EXCERTO PARA LEITURA:
● ● ●
O que se passou com a Starship?
O engenheiro-chefe da SpaceX, John Insprucker, garantiu mais tarde que a sua equipa conseguiu re-ligar com sucesso os três motores Raptor para que a Starship conseguisse fazer a manobra de “Flip” que a deixaria em posição de aterrar na posição vertical.
De facto esta manobra não é simples. Um foguetão ou lançador não é mais do que uma bomba de explosão lenta, fechada dentro de um tubo onde 90% é propelente. Se utilizarmos como comparação o Saturno V que levou Neil Armstrong e Buzz Aldrin à superfície da Lua, estaremos a a falar num tubo com cerca de 5 milhões de peças que está preparado para esvaziar um piscina de propelente por segundo. Não há grande volta a dar, pois só uma “bomba” de propelente consegue fazer-nos vencer a gravidade terrestre.
Aqui juntamos graus adicionais de complexidade. A Starship é um “Heavy-Lifter”, feito para substituir os foguetões super-pesados Falcon 9 e Falcon Heavy (da SpaceX), a fim de poder levantar cerca de 100.000 kg de carga útil até à Lua ou até Marte. Tendo chegado ao ponto de desenvolvimento tecnológico a que chegámos, a necessidade de “Heavy-Lifters” prende-se com a necessidade de criação de postos avançados no Espaço, o que é o mesmo que falar em colonização.
A verdade é que uma “nave espacial” destas dimensões e feita em aço inoxidável para aguentar o ambiente altamente hostil que é o Espaço é um empreendimento sem precedentes na história da humanidade. Cada lançamento da Starship, quando estiver completamente concluída, rondará um custo estimado de 7 milhões de dólares (aprox. 5,9 milhões de euros), e cada lançador desta classe custará cerca de 335 milhões de dólares (aprox. 284 milhões de euros, custo esse que já contempla a utilização dos boosters laterais).
● ● ●
INSTRUÇÕES DO EXERCÍCIO:
Prossiga o texto acima sobre a Starship a partir do ponto em que termina.

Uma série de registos
● ● ●
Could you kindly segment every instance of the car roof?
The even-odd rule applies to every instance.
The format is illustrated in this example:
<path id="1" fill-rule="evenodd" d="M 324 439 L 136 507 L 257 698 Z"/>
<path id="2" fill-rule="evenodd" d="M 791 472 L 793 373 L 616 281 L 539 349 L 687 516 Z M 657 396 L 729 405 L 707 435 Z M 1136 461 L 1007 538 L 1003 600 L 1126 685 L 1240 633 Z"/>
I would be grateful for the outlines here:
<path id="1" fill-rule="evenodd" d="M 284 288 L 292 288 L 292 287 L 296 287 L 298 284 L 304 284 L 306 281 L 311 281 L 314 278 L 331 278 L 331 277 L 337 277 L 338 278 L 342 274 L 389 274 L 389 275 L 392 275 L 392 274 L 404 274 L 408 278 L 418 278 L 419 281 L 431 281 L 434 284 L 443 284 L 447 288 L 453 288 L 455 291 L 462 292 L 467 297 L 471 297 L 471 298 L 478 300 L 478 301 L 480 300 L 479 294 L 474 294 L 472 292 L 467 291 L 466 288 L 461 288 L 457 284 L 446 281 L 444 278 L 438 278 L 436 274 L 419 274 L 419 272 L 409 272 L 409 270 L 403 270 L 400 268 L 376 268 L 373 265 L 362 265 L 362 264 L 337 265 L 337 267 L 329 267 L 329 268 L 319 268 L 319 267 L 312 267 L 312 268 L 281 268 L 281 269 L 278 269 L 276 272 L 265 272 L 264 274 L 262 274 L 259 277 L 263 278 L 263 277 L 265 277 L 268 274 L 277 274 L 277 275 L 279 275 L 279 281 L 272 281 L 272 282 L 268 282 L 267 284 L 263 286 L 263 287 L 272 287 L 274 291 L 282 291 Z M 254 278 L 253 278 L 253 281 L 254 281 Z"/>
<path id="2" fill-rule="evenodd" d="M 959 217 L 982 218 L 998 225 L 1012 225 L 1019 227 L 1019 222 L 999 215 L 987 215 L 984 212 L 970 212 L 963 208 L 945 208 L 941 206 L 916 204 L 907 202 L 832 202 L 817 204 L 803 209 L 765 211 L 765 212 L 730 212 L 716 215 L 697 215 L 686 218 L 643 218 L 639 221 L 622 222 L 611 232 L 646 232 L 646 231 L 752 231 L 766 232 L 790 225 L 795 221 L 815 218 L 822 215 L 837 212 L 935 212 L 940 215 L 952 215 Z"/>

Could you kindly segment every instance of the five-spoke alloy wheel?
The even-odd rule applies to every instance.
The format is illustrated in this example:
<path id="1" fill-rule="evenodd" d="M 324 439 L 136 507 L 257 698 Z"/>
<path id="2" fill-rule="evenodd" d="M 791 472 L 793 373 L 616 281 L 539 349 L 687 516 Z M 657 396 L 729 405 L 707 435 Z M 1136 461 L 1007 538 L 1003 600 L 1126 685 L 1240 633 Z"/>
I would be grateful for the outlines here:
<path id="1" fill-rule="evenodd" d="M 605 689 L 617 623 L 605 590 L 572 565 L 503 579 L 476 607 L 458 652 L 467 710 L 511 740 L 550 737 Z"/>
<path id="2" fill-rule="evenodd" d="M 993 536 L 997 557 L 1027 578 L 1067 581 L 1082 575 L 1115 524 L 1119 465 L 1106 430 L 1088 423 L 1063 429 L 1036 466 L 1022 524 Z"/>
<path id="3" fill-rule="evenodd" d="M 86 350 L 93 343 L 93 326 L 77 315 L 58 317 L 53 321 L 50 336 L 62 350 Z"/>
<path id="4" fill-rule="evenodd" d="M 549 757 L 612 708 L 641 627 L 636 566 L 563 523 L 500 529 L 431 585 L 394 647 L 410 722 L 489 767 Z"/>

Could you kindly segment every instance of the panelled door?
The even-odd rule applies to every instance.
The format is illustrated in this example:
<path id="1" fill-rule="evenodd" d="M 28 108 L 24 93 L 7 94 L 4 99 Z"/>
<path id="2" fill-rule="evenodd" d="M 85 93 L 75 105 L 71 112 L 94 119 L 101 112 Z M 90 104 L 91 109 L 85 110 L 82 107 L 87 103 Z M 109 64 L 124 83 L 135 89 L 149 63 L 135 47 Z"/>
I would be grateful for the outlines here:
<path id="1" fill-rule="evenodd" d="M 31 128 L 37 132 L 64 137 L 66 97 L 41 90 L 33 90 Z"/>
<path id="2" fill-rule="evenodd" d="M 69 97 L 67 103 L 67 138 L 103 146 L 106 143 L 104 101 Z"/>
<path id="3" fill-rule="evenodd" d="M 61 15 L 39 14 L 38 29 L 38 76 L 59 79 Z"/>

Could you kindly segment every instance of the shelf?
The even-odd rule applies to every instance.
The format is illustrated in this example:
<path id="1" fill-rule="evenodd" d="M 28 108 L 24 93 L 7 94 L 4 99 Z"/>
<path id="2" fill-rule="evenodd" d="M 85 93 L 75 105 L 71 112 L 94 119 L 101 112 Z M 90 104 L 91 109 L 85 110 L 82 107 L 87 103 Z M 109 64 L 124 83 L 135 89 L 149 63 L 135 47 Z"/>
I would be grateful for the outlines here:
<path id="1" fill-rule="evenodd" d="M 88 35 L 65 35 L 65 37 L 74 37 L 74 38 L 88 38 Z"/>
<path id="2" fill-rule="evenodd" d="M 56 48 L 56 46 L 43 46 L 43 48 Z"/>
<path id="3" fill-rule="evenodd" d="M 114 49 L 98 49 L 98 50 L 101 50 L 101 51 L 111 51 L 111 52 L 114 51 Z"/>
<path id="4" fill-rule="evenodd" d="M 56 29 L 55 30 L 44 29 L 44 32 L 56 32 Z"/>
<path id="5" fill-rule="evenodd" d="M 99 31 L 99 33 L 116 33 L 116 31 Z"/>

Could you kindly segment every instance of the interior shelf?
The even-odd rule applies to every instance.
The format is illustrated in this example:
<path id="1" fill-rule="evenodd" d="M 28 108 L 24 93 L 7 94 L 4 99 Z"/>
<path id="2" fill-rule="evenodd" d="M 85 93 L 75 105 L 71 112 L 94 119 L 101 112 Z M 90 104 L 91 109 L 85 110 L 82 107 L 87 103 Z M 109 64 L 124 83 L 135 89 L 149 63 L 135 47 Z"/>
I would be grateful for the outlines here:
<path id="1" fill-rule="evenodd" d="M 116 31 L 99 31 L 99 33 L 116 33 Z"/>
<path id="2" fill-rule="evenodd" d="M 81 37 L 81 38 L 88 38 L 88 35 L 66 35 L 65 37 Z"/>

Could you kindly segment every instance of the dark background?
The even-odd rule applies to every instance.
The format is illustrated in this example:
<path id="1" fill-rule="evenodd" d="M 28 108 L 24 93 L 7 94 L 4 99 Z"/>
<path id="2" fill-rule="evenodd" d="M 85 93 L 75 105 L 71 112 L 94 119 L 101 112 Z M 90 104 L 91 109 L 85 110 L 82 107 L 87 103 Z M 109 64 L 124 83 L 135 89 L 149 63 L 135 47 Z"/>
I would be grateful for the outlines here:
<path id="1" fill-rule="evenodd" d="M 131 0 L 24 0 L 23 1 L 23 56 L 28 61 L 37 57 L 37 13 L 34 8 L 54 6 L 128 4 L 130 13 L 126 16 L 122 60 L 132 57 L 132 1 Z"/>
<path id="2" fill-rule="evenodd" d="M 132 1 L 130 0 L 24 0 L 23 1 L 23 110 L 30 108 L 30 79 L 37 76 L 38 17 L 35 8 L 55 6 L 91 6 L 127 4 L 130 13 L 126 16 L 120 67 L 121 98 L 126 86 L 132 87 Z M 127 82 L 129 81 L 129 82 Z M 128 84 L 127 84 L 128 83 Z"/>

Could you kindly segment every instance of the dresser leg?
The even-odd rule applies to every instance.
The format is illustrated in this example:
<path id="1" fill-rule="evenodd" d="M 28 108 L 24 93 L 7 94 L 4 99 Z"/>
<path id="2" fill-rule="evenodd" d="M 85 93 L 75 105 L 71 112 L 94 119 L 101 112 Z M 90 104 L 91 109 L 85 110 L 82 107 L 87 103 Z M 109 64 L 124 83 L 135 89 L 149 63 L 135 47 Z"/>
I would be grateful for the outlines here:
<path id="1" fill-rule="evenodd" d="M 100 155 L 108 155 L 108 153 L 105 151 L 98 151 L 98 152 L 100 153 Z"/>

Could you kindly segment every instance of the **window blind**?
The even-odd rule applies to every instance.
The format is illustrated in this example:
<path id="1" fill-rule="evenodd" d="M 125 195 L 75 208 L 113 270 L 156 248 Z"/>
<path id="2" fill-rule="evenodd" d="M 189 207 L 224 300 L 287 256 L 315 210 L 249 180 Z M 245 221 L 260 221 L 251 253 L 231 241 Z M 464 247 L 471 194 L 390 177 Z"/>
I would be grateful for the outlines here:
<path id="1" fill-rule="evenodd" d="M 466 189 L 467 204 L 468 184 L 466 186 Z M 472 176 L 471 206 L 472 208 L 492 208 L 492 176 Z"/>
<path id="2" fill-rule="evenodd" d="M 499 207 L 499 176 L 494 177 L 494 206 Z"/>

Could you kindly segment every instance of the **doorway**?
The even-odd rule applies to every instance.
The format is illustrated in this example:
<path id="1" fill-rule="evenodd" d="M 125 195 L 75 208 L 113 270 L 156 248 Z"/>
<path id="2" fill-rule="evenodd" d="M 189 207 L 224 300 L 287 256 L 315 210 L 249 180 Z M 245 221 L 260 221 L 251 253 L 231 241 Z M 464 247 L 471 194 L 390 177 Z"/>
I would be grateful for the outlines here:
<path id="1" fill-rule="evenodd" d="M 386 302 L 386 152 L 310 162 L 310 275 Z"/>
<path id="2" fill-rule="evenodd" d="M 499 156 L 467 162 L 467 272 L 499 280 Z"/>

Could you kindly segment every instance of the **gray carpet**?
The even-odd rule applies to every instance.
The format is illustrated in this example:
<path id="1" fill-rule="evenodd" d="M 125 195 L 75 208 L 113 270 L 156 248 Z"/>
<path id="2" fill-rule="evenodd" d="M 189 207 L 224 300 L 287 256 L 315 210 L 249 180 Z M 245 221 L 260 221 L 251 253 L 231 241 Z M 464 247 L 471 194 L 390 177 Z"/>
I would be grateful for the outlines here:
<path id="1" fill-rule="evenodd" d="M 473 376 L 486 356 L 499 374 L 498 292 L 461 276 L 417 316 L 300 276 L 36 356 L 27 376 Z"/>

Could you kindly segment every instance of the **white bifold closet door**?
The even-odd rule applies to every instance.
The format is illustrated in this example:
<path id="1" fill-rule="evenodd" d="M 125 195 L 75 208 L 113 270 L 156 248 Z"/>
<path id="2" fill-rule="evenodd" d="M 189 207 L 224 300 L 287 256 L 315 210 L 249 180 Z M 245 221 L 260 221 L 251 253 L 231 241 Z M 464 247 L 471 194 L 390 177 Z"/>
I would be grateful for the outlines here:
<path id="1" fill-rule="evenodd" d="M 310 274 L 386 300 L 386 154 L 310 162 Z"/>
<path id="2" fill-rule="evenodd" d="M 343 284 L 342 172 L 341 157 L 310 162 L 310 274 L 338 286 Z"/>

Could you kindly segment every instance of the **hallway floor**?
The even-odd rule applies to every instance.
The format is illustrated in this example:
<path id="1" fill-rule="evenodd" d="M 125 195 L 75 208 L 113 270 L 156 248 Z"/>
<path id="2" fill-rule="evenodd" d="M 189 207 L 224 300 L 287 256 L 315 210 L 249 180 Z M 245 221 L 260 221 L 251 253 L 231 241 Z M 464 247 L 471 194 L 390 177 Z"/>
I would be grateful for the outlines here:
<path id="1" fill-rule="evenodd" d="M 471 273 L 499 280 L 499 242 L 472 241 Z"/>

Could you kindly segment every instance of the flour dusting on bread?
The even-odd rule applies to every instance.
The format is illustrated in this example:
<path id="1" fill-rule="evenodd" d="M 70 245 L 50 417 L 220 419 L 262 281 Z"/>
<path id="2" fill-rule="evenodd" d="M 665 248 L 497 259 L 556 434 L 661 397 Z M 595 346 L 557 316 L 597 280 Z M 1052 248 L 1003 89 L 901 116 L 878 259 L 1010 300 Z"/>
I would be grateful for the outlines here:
● ● ●
RESPOSTA:
Contudo, quando estiver completamente operacional e a funcionar de forma a ser reutilizável, a Starship vai servir de lançador orbital (para transportar carga para a órbita terrestre), e de transporte intercontinental (para transportar grandes quantidades de carga, entre continentes, a velocidades nunca vistas). Mas não só: Elon Musk tem como ambição que este lançador seja o primeiro a servir de transporte interplanetário, que permita iniciar a colonização da Lua e também do planeta Marte.
Nesse caso, tanto para a Starship se poder deslocar até à Lua, como para se poder lançar à conquista de Marte, este arranha-céus com 9 metros de diâmetro e 120 metros de altura terá que ser reabastecido em órbita terrestre, uma vez que o seu peso excessivo irá consumir a quase totalidade do propelente a bordo.
Portanto, se o protótipo SN10 explodiu no último teste porque teve uma avaria apenas num dos motores Raptor – conseguindo mesmo assim pousar – aquilo de que estamos a falar é de uma “explosão” que foi de facto um sucesso… A SN10 é uma vitória e um excelente teste, que significa boas notícias para a exploração espacial a curto prazo.
A Starship faz testes a sério
Os testes da Starship vêm no seguimento do anúncio conjunto feito por Elon Musk e o bilionário japonês Yusaku Maezawa no intuito de realizar um “loop lunar” (um voo em redor da Lua) em 2023, voo esse que transportará mais quatro civis.
Por isso, o protótipo SN10 não é um “barquinho de papel” a testar os princípios físicos de algo do tamanho do navio Titanic. Com efeito, este foguetão/protótipo ou de teste consegue gerar um impulso que produz cerca de 1,5 milhões de libras de força, o que é pouco menos do que o foguetão Falcon 9, que gera cerca de 1,7 milhões de libras. E, recordamos ainda, a Starship não vai ter apenas três motores Raptor na sua configuração final. Essa é feita para levantar um arranha-céus onde cabem 100.000 kg de carga útil.
À espera da Starship SN11
Não é uma explosão que vai travar a exploração espacial. Poucos dias após a aparatosa explosão da SN10, ficamos a saber que a SN11 estava a ser colocada na sua própria plataforma de lançamento para um teste de fogo estático, que representa o passo imediatamente anterior a um lançamento orbital.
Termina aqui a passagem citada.